● **Exercise brief**
Print the data below line for line, leaving every character unchanged.

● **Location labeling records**
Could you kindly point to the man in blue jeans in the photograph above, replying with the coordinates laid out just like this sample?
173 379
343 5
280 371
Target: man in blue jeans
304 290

● **The answer**
Could you kindly point to the man in blue jeans in the photograph above, replying with the coordinates laid out just like this sample?
173 379
343 5
280 371
Target: man in blue jeans
304 290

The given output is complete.